▶ **Document segment**:
--
There is a second issue the board could vote on today: whether to raise the Seed Grant funding from $24 million to $45 million.

Originally the board estimated that it would fund 30 Seed Grants, for a total of about $24 million. When reviewing the grants, the scientific working group determined that 38 projects could be funded for $24.2 million.

Moreover, the working group was so impressed with the caliber of the proposed research, and with the investigators seeking funding, that it proposed funding a second tier of 34 grants for an additional $21 million, said Jeff Sheehy, a patient advocate and board member who serves on the working group.

If the board does not want to allocate $45 million, the working group suggested funding nine of the 34 projects in the second tier for $5 million, Sheehy said. These are not necessarily the highest-scoring proposals in the tier, but they would expand the portfolio of research funded by the CIRM.

For example, after some discussion, the board agreed it wanted to fund a second-tier proposal for work that would try to coax human embryonic stem cells into cells that comprise the hairs in the inner ear. Loss of these hairs contributes to hearing loss.

A brief synopsis of each grant and comments from the working group reviewers has been posted on the institute’s Web site for public review.

All the grants recommended for funding involve work with human embryonic stem cells that would not be funded by the National Institutes of Health, because President Bush ordered that no federal money be spent on stem cell lines created after August 2001.
--
▶ **Problem requirements**:
Could you copy out the Seed Grant passage in full, word for word? The lines after this come from a different source than the Seed Grant passage.
--
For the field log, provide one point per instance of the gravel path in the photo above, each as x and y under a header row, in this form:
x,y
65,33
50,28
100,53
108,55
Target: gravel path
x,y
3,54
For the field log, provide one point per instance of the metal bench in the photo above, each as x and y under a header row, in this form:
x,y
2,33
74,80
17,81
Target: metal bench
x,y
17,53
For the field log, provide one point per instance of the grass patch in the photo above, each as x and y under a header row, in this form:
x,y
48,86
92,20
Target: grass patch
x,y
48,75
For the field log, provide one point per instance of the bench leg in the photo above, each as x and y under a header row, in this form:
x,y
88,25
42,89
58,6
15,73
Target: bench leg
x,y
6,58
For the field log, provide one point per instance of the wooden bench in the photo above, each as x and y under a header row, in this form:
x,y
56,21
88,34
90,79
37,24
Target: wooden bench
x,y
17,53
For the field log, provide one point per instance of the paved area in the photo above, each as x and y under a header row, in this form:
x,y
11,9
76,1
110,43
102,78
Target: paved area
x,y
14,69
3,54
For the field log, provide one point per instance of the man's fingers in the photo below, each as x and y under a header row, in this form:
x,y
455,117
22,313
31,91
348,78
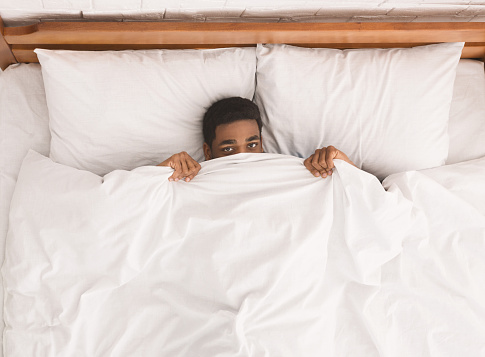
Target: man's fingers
x,y
309,166
331,154
194,168
317,162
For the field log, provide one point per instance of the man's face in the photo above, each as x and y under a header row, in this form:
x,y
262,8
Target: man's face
x,y
234,138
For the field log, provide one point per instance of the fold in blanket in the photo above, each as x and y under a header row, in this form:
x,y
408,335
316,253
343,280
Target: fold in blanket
x,y
253,257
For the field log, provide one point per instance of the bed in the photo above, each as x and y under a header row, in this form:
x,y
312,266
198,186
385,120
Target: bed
x,y
254,257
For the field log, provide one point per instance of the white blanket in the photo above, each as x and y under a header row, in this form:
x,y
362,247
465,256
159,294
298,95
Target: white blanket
x,y
254,257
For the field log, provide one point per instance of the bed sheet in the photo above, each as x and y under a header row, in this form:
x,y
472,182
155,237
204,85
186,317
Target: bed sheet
x,y
254,257
23,125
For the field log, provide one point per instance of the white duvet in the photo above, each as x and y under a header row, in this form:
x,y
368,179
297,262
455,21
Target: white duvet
x,y
254,257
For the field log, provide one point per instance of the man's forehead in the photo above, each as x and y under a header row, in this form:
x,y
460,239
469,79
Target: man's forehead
x,y
241,130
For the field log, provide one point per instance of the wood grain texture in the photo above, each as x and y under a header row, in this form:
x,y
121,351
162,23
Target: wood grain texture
x,y
143,35
6,55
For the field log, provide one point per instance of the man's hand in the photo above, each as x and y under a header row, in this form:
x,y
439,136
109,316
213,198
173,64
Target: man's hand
x,y
321,162
185,167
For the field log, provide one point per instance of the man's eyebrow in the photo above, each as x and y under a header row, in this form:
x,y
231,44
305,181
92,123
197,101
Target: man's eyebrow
x,y
252,138
227,142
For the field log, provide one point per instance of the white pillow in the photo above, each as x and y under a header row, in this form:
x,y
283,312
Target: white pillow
x,y
123,109
467,115
387,109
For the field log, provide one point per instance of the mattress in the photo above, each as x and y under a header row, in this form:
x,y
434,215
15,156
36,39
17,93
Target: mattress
x,y
449,249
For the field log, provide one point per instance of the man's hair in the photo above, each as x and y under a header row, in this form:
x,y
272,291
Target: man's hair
x,y
226,111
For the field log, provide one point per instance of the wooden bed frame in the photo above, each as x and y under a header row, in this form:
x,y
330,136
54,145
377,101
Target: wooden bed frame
x,y
17,43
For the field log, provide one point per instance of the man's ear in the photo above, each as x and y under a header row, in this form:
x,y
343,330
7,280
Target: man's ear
x,y
207,151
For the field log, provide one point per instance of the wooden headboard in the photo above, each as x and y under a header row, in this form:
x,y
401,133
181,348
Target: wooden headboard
x,y
17,43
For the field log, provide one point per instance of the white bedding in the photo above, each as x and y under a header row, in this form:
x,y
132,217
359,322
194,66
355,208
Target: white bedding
x,y
254,257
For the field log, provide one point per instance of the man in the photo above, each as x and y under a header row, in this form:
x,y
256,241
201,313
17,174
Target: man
x,y
232,126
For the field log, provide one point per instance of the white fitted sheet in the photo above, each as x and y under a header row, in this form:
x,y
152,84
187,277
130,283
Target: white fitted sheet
x,y
253,257
24,126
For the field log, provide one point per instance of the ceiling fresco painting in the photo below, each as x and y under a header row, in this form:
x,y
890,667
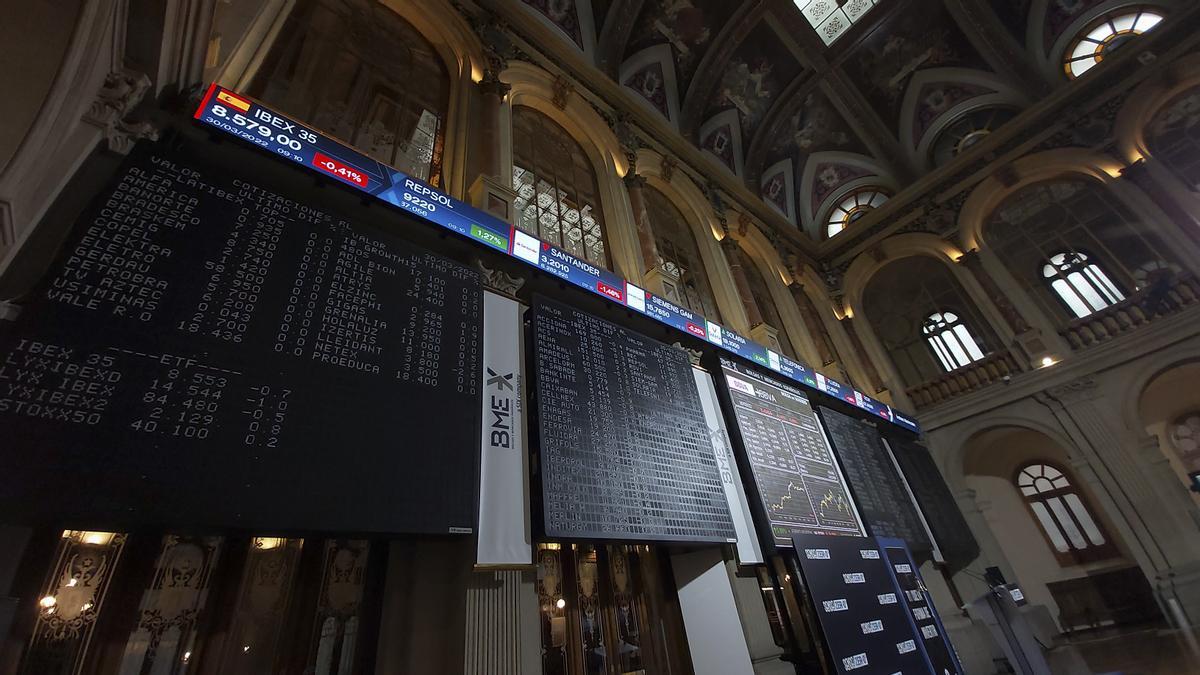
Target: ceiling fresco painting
x,y
803,115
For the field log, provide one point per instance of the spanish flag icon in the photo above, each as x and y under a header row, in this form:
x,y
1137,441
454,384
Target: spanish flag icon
x,y
233,100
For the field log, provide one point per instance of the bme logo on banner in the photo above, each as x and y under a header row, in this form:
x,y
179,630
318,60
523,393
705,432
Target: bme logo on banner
x,y
501,406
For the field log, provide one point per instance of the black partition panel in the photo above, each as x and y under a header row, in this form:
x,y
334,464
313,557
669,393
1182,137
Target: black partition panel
x,y
799,487
880,493
624,448
857,602
941,509
211,348
927,623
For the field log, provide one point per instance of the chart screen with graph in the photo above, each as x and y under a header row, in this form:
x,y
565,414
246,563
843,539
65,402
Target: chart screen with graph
x,y
798,482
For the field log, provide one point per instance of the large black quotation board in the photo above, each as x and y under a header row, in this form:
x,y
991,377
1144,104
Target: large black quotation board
x,y
937,502
213,350
880,493
799,485
625,452
859,608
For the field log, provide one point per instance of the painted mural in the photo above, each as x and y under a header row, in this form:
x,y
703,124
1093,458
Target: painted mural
x,y
895,51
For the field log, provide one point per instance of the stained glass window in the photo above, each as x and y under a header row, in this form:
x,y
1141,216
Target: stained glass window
x,y
558,197
1105,35
951,340
853,207
1062,514
1080,284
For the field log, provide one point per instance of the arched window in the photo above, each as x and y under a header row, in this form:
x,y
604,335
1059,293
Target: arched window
x,y
853,207
679,255
1062,514
1107,34
951,340
358,71
915,306
1080,284
558,197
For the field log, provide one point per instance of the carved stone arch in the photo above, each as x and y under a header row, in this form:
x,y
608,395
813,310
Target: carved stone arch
x,y
715,60
832,310
1147,100
815,211
865,264
463,54
1149,370
1026,171
651,76
65,130
773,269
967,89
534,88
697,213
954,461
863,269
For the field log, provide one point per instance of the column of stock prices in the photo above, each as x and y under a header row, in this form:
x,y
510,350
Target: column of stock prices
x,y
625,452
879,490
210,350
799,485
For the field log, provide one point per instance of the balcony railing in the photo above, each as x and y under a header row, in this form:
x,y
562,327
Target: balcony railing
x,y
991,369
1138,310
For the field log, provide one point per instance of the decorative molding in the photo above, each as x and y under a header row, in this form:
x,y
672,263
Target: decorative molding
x,y
121,93
563,90
499,281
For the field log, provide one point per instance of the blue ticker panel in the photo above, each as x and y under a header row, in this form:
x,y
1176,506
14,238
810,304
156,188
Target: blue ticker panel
x,y
245,118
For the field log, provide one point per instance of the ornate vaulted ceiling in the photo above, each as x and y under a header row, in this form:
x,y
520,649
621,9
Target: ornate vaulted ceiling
x,y
903,87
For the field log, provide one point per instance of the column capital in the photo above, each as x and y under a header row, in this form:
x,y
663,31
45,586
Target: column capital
x,y
491,85
634,180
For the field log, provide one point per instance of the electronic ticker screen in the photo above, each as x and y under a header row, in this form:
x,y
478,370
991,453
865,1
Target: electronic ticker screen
x,y
801,488
624,446
879,489
937,503
213,348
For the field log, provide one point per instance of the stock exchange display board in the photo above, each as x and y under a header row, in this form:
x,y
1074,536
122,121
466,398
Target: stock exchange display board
x,y
941,509
858,605
625,452
209,348
879,489
801,488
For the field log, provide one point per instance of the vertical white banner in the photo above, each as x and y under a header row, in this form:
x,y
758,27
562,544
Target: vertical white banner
x,y
504,535
749,551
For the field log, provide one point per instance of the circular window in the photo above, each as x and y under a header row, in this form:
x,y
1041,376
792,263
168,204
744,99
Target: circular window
x,y
967,131
1107,34
853,207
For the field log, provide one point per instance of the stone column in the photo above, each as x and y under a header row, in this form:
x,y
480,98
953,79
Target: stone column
x,y
869,369
492,93
502,635
733,256
1012,316
1150,512
813,323
635,185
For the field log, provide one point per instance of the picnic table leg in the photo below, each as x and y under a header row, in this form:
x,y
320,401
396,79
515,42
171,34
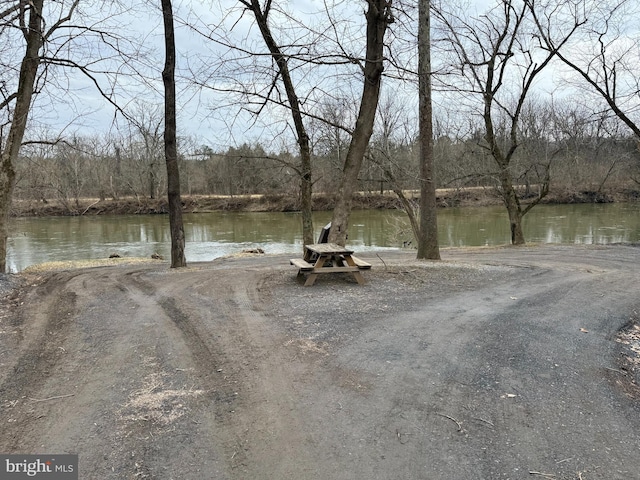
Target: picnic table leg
x,y
357,275
312,277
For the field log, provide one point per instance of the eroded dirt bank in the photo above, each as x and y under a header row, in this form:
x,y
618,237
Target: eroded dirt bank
x,y
492,364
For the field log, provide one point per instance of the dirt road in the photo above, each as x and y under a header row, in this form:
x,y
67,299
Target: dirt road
x,y
492,364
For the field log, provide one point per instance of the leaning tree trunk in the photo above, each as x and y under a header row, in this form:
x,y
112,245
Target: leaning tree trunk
x,y
11,149
379,17
170,144
305,172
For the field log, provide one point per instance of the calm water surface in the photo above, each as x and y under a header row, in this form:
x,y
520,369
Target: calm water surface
x,y
212,235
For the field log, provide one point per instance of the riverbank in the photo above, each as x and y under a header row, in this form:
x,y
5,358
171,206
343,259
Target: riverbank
x,y
493,363
452,197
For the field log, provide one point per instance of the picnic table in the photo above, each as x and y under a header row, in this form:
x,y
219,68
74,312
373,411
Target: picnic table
x,y
320,258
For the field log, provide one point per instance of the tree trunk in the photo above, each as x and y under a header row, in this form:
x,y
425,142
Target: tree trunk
x,y
511,202
428,235
11,149
170,143
378,16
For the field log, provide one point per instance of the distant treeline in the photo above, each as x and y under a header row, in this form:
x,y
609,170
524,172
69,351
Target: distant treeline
x,y
583,157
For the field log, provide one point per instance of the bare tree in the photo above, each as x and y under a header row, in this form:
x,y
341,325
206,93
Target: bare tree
x,y
261,14
497,59
428,235
170,142
379,16
607,56
18,104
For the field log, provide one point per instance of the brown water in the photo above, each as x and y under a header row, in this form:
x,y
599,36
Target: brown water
x,y
211,235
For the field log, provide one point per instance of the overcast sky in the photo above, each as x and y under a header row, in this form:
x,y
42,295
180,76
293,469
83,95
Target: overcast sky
x,y
82,110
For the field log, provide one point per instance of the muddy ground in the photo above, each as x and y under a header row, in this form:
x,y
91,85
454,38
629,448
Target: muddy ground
x,y
499,363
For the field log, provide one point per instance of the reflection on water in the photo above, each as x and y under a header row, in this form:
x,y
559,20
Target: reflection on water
x,y
211,235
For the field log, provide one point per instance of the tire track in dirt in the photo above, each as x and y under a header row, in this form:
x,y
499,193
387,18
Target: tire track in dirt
x,y
227,334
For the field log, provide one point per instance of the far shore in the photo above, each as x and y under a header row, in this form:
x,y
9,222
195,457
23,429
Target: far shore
x,y
450,197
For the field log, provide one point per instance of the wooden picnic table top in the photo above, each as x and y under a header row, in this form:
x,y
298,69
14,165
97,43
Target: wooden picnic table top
x,y
328,249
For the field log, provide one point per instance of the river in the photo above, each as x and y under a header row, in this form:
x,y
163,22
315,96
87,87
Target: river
x,y
212,235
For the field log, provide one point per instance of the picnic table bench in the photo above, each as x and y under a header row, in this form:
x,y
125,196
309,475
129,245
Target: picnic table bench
x,y
320,258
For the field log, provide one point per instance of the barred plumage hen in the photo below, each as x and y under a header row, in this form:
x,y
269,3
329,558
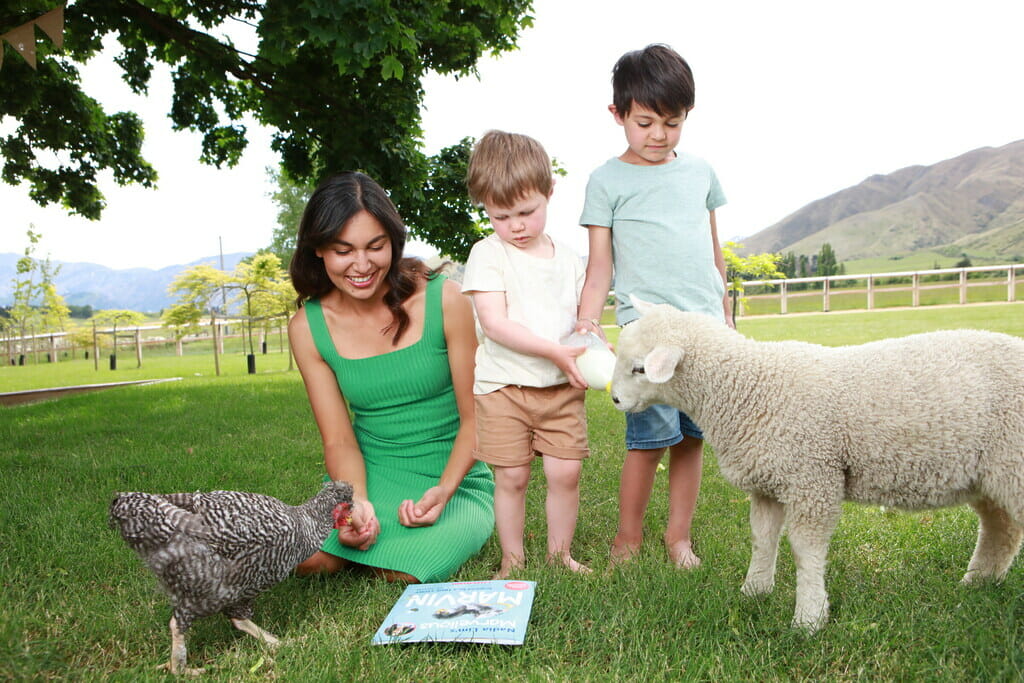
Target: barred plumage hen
x,y
215,552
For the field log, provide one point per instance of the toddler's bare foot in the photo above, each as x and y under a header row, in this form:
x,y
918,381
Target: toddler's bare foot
x,y
681,554
508,566
569,563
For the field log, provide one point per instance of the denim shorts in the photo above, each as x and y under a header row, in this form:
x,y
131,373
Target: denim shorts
x,y
657,427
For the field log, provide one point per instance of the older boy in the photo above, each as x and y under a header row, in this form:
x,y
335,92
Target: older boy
x,y
650,216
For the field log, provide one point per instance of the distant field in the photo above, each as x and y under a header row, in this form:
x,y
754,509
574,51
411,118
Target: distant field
x,y
927,260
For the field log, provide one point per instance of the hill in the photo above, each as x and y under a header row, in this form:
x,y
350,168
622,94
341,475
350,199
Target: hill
x,y
972,204
97,286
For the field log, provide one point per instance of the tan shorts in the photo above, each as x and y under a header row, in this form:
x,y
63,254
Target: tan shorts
x,y
516,424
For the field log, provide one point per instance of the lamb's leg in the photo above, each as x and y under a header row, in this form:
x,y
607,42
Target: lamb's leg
x,y
255,631
998,542
810,529
766,526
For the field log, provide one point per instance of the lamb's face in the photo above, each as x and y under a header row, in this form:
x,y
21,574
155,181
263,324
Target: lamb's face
x,y
643,366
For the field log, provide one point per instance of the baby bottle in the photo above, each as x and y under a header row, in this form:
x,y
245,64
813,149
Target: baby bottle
x,y
597,363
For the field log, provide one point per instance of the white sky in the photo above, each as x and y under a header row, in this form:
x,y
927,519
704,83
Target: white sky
x,y
796,99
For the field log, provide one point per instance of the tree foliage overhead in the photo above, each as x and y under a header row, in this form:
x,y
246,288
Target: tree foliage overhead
x,y
338,80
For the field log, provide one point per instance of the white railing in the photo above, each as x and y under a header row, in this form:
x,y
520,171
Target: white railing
x,y
915,287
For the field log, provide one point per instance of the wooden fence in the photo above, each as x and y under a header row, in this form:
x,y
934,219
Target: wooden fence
x,y
51,346
914,282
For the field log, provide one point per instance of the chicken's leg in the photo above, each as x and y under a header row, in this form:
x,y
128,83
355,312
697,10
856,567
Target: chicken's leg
x,y
255,632
179,654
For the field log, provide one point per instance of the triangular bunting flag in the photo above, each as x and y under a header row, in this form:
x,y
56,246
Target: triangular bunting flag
x,y
23,39
52,25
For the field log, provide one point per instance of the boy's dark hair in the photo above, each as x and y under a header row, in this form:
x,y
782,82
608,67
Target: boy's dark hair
x,y
656,78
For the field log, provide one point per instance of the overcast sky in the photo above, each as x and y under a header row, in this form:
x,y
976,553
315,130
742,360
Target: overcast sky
x,y
795,100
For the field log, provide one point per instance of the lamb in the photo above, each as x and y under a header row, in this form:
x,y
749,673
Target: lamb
x,y
216,552
926,421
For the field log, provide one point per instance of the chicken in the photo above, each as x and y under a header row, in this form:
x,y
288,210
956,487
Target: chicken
x,y
215,552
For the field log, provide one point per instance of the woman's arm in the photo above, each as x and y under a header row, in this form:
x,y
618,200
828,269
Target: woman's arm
x,y
460,336
342,457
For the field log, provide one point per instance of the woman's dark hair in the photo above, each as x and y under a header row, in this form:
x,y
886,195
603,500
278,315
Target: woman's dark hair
x,y
656,78
331,206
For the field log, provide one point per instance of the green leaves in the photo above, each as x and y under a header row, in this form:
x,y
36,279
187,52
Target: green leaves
x,y
339,81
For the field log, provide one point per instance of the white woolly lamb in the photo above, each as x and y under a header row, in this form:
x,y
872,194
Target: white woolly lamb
x,y
925,421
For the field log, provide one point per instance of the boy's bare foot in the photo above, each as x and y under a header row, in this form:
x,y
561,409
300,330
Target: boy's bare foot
x,y
508,566
681,554
569,563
--
▶ **Output below**:
There is a second issue the board could vote on today: whether to raise the Seed Grant funding from $24 million to $45 million.

Originally the board estimated that it would fund 30 Seed Grants, for a total of about $24 million. When reviewing the grants, the scientific working group determined that 38 projects could be funded for $24.2 million.

Moreover, the working group was so impressed with the caliber of the proposed research, and with the investigators seeking funding, that it proposed funding a second tier of 34 grants for an additional $21 million, said Jeff Sheehy, a patient advocate and board member who serves on the working group.

If the board does not want to allocate $45 million, the working group suggested funding nine of the 34 projects in the second tier for $5 million, Sheehy said. These are not necessarily the highest-scoring proposals in the tier, but they would expand the portfolio of research funded by the CIRM.

For example, after some discussion, the board agreed it wanted to fund a second-tier proposal for work that would try to coax human embryonic stem cells into cells that comprise the hairs in the inner ear. Loss of these hairs contributes to hearing loss.

A brief synopsis of each grant and comments from the working group reviewers has been posted on the institute’s Web site for public review.

All the grants recommended for funding involve work with human embryonic stem cells that would not be funded by the National Institutes of Health, because President Bush ordered that no federal money be spent on stem cell lines created after August 2001.